§ **閱讀短文**
******
接著我們繼續看 input.initialize()
static class NewTrackingRecordReader<K, V> extends org.apache.hadoop.mapreduce.RecordReader<K, V> {
public void initialize(org.apache.hadoop.mapreduce.InputSplit split, TaskAttemptContext context) throws IOException, InterruptedException {
long bytesInPrev = this.getInputBytes(this.fsStats);
//調用 RecordReader對象的 initialize方法,初始化輸入。上面說到默認的是LineRecordReader
//this.real已經在上面初始化了,就是LineRecordReader
this.real.initialize(split, context);
long bytesInCurr = this.getInputBytes(this.fsStats);
this.fileInputByteCounter.increment(bytesInCurr - bytesInPrev);
}
}
可以看到,調用 RecordReader中的 initialize 方法,也就是調用LineRecordReader 中的 initialize() 方法,下面看看
//---------------------------------------LineRecordReader.java
public void initialize(InputSplit genericSplit, TaskAttemptContext context) throws IOException {
FileSplit split = (FileSplit)genericSplit;
Configuration job = context.getConfiguration();
this.maxLineLength = job.getInt("mapreduce.input.linerecordreader.line.maxlength", 2147483647);
//獲取切片的數據開始位置以及終止位置
this.start = split.getStart();
this.end = this.start + split.getLength();
//獲取切片對應的文件的輸入流
Path file = split.getPath();
FileSystem fs = file.getFileSystem(job);
this.fileIn = fs.open(file);
//如果文件有壓縮,則用壓縮類解壓
CompressionCodec codec = (new CompressionCodecFactory(job)).getCodec(file);
//以壓縮方式讀取切片
if (null != codec) {
this.isCompressedInput = true;
this.decompressor = CodecPool.getDecompressor(codec);
if (codec instanceof SplittableCompressionCodec) {
SplitCompressionInputStream cIn = ((SplittableCompressionCodec)codec).createInputStream(this.fileIn, this.decompressor, this.start, this.end, READ_MODE.BYBLOCK);
this.in = new CompressedSplitLineReader(cIn, job, this.recordDelimiterBytes);
this.start = cIn.getAdjustedStart();
this.end = cIn.getAdjustedEnd();
this.filePosition = cIn;
} else {
if (this.start != 0L) {
throw new IOException("Cannot seek in " + codec.getClass().getSimpleName() + " compressed stream");
}
this.in = new SplitLineReader(codec.createInputStream(this.fileIn, this.decompressor), job, this.recordDelimiterBytes);
this.filePosition = this.fileIn;
}
} else {
//無壓縮方式讀取切片
this.fileIn.seek(this.start);
//這里很重要,是真正用于讀取數據的類
this.in = new UncompressedSplitLineReader(this.fileIn, job, this.recordDelimiterBytes, split.getLength());
this.filePosition = this.fileIn;
}
//對起始偏移量進行修正,并賦值給pos這個偏移量
if (this.start != 0L) {
this.start += (long)this.in.readLine(new Text(), 0, this.maxBytesToConsume(this.start));
}
this.pos = this.start;
}
這里的工作主要是給 RecordReader對象讀取文件做初始化工作。主要就是獲取切片的輸入流對象。
******
§ **所附資料**
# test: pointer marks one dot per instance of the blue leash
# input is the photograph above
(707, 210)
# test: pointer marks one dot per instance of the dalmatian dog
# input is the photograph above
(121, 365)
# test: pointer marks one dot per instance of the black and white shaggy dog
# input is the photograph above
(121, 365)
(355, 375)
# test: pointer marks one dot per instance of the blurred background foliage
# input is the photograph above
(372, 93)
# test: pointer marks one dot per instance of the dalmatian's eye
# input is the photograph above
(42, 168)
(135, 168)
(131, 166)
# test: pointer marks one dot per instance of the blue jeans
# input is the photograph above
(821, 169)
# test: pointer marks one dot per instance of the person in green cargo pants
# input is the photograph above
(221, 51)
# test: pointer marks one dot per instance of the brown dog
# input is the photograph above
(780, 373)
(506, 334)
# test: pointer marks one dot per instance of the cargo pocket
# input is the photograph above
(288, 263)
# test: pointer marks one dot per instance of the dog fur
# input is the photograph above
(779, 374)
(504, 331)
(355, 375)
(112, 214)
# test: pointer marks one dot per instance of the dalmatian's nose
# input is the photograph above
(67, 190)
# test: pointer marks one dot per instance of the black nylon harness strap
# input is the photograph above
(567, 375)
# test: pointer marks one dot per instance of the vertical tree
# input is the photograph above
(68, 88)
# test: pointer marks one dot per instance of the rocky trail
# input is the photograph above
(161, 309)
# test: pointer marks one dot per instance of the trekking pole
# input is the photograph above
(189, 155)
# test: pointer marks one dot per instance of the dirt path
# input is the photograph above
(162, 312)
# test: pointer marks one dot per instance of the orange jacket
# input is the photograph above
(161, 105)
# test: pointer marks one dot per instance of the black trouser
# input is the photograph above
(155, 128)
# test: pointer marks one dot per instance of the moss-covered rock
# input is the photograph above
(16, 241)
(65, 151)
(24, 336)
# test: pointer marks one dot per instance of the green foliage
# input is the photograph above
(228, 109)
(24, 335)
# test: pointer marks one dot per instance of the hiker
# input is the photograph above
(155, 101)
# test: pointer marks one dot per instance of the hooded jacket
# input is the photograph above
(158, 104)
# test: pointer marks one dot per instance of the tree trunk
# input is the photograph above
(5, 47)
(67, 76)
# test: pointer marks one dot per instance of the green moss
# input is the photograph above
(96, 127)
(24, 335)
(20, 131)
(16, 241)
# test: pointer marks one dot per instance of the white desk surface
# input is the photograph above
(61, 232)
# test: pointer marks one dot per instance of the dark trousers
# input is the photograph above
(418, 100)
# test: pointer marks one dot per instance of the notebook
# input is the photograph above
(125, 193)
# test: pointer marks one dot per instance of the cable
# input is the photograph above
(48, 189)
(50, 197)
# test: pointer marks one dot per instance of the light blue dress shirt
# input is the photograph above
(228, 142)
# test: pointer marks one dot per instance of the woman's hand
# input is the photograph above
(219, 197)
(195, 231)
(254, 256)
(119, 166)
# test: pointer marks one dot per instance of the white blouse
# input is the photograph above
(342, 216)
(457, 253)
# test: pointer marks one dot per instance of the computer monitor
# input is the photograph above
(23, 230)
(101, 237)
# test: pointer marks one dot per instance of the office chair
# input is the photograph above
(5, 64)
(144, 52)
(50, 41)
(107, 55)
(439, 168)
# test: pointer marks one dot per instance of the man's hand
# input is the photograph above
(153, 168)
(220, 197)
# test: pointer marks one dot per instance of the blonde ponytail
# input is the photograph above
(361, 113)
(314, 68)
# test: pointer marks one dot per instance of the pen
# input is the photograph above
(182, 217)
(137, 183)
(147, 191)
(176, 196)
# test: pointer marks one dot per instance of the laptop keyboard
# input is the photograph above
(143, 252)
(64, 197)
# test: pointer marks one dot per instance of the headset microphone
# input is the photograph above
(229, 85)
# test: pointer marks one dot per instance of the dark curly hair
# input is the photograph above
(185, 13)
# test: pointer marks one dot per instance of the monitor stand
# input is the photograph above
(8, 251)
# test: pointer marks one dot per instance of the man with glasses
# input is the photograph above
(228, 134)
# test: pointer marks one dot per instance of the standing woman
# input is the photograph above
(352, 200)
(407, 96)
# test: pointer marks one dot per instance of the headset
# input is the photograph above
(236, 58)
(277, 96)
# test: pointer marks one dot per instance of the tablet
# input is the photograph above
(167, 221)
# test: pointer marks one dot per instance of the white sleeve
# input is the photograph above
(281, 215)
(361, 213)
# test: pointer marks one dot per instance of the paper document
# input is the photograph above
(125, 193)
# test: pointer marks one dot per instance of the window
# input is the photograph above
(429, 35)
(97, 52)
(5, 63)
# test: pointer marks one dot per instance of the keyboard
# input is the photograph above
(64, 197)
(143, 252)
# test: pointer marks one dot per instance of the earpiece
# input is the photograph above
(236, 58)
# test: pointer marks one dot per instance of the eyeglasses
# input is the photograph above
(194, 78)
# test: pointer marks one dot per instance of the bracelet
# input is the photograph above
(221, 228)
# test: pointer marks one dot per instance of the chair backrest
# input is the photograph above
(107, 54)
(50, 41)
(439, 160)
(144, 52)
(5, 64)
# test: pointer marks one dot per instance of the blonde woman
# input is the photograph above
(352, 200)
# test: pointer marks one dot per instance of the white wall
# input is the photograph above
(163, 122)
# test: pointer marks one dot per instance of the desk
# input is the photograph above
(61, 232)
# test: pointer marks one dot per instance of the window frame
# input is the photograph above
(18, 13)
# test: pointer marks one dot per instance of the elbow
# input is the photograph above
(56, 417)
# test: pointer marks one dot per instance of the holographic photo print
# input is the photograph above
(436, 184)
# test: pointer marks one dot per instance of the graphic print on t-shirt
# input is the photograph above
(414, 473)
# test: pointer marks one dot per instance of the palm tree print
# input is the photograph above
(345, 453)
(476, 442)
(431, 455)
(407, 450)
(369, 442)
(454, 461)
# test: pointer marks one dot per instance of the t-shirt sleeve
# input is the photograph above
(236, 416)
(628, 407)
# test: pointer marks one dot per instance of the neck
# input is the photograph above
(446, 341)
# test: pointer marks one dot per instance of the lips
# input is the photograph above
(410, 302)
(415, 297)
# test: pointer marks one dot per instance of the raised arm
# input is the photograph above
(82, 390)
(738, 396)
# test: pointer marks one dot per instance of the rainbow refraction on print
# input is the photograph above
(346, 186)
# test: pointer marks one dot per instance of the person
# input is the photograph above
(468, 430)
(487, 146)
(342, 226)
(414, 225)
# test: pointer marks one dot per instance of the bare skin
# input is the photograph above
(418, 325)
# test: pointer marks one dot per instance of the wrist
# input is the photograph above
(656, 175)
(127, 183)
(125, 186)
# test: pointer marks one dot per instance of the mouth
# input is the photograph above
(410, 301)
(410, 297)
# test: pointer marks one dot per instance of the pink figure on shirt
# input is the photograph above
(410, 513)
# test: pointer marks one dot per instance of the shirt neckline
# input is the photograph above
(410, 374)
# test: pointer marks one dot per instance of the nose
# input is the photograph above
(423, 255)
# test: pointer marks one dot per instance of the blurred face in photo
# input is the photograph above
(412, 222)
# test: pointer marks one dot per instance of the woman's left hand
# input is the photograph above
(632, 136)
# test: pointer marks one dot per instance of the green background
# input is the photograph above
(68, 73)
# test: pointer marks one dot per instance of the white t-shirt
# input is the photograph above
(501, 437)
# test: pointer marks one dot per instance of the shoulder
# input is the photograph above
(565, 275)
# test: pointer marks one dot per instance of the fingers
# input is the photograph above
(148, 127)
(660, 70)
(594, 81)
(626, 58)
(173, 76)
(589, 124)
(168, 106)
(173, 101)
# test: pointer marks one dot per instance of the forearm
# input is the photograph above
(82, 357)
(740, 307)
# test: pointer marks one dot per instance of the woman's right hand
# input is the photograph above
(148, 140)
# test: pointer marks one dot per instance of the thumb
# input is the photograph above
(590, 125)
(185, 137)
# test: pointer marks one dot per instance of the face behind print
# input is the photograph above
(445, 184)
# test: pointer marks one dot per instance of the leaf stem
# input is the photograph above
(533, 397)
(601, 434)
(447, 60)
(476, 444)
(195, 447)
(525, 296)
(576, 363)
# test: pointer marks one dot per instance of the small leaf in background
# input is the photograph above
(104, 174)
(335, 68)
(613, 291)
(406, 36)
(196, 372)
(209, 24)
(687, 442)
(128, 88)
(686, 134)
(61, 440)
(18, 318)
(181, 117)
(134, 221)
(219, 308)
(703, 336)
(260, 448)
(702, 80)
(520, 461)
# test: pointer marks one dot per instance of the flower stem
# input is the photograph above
******
§ **任務說明**
接著講 LineRecordReader 初始化的短文,從最後一句之後往下寫。 所附資料在這裡用不到。

§ **作答**
this.in 這里就用于后面讀取數據的對象,這里就是完成了這個輸入流對象的初始化。
這個其實就是寫的mapper 的run方法:
//------------------------Mapper.java mapper.run(mapperContext);
public void run(Mapper<KEYIN, VALUEIN, KEYOUT, VALUEOUT>.Context context) throws IOException, InterruptedException {
this.setup(context);
try {
//這里循環讀取key和value,給map方法處理
//關鍵在于 context這個對象,從上面runNewApi中可以看到,是MapContextImpl類型的
while(context.nextKeyValue()) {
this.map(context.getCurrentKey(), context.getCurrentValue(), context);
}
} finally {
this.cleanup(context);
}
}
可以看到,這里是個while循環,通過context上下文對象獲取KV,然后傳入map方法中處理。
從3中可以看到,這個context是 MapContextImpl類型的,看看這個類
//-----------------------MapContextImpl.java..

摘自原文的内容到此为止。